WHAT IS ASKED: List every line in the entries below that contains the word "wheel", with case counting.

─── MATERIAL SUPPLIED ───

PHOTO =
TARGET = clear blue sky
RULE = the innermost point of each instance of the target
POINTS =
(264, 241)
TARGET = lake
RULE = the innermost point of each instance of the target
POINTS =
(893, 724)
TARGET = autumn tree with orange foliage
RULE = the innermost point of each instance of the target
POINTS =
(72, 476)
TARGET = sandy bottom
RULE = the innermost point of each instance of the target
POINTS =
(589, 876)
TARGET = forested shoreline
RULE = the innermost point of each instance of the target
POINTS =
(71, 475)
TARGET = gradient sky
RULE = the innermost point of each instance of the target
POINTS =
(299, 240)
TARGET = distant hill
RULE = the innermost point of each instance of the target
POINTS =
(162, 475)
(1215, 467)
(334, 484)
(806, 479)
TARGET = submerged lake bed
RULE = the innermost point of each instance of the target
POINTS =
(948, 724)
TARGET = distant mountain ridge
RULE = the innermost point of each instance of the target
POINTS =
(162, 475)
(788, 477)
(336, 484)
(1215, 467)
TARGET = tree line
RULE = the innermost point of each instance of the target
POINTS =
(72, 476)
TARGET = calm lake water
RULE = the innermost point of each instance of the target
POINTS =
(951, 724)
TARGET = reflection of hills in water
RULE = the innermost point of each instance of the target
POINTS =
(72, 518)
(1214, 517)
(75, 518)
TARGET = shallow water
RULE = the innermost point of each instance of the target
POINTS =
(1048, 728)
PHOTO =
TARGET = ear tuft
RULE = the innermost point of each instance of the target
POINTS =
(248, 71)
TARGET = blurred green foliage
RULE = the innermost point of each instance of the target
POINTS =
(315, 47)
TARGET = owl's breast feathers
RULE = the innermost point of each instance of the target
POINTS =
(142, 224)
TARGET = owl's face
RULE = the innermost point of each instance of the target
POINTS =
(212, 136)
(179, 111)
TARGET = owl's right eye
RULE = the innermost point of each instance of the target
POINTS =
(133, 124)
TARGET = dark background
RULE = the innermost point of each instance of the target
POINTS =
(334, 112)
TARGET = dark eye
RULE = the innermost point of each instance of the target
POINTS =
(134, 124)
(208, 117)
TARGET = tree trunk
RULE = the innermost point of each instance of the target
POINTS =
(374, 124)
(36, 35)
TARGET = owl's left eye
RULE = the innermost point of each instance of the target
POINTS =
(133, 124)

───
─── MATERIAL SUPPLIED ───

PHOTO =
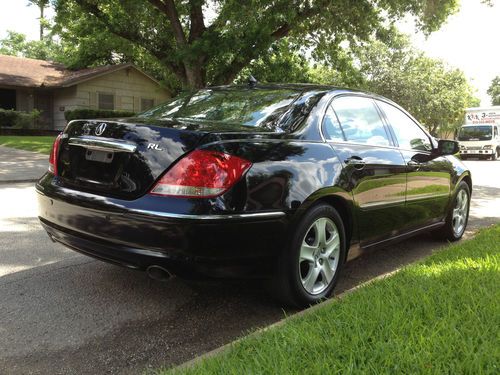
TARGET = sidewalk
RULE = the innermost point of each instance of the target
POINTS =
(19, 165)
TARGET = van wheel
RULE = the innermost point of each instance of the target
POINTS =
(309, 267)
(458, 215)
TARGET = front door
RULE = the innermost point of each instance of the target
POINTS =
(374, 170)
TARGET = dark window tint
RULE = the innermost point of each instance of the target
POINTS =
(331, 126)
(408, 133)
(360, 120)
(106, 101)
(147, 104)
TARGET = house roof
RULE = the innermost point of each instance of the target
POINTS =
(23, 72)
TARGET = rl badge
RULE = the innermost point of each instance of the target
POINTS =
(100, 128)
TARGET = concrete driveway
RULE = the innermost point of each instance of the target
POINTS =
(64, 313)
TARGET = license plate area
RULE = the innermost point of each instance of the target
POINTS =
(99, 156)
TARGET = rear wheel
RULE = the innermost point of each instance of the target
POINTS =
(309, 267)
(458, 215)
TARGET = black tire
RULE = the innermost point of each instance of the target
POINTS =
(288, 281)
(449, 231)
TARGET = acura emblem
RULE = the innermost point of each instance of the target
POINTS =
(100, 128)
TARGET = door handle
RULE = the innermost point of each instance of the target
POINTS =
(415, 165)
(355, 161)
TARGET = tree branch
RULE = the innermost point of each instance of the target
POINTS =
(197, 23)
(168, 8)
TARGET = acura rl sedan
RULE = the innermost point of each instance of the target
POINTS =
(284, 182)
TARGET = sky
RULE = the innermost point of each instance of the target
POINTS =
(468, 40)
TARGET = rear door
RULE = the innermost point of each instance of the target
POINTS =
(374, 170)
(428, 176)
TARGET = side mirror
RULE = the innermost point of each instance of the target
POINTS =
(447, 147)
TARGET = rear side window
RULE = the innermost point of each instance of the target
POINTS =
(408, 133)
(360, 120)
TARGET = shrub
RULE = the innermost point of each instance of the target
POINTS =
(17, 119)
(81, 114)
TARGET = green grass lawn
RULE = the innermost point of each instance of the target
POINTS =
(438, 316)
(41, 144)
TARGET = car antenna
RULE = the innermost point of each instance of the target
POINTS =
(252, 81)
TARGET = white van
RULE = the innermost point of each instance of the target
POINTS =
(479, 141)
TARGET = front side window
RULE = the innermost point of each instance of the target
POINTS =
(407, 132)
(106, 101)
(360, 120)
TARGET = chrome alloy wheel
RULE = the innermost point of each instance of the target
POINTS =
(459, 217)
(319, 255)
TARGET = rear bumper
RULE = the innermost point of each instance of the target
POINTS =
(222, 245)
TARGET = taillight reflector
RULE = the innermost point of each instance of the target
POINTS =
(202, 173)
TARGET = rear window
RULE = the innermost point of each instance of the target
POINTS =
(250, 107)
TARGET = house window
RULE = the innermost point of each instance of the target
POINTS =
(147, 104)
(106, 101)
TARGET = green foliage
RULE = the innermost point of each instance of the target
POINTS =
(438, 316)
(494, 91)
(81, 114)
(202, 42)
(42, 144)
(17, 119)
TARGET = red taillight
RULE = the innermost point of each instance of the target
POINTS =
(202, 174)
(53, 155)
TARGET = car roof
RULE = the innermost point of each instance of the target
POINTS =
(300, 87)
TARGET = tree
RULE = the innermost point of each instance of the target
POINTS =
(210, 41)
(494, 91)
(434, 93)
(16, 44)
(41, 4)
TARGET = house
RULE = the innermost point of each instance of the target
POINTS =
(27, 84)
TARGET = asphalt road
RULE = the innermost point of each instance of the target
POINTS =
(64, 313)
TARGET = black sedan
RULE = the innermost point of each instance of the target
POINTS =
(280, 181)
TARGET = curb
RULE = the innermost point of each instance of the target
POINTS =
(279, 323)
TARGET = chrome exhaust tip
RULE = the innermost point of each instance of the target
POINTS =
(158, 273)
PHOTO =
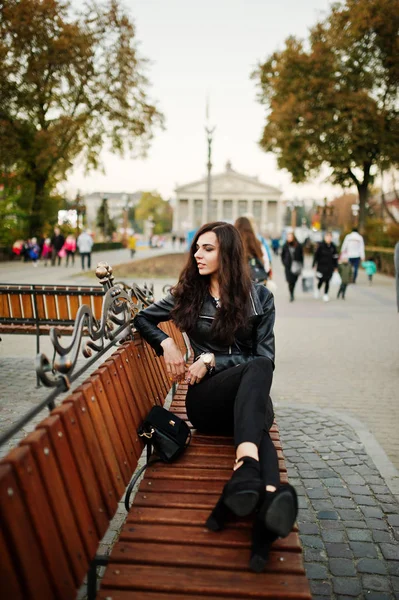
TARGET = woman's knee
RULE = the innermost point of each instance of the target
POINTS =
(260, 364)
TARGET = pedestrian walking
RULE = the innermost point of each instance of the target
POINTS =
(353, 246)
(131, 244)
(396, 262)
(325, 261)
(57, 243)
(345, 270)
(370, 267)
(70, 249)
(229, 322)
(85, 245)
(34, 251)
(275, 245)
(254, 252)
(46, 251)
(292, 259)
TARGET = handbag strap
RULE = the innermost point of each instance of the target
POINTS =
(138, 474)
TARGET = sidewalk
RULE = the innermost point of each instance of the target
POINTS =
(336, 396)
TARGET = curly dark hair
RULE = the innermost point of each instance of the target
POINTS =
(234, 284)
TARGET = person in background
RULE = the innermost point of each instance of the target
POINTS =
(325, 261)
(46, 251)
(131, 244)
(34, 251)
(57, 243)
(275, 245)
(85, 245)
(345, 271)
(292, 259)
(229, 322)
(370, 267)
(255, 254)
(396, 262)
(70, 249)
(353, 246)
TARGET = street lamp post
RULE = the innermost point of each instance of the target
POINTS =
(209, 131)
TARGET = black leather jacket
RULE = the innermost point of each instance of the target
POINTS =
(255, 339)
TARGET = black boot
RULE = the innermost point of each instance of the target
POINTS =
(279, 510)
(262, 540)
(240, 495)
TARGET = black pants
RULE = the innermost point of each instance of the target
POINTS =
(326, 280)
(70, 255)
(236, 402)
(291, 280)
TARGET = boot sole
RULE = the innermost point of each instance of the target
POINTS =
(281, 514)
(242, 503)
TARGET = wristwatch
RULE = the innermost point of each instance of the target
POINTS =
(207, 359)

───

RIGHT ANSWER:
TARGET = van wheel
TARGET = rear wheel
TARGET = chrome alloy wheel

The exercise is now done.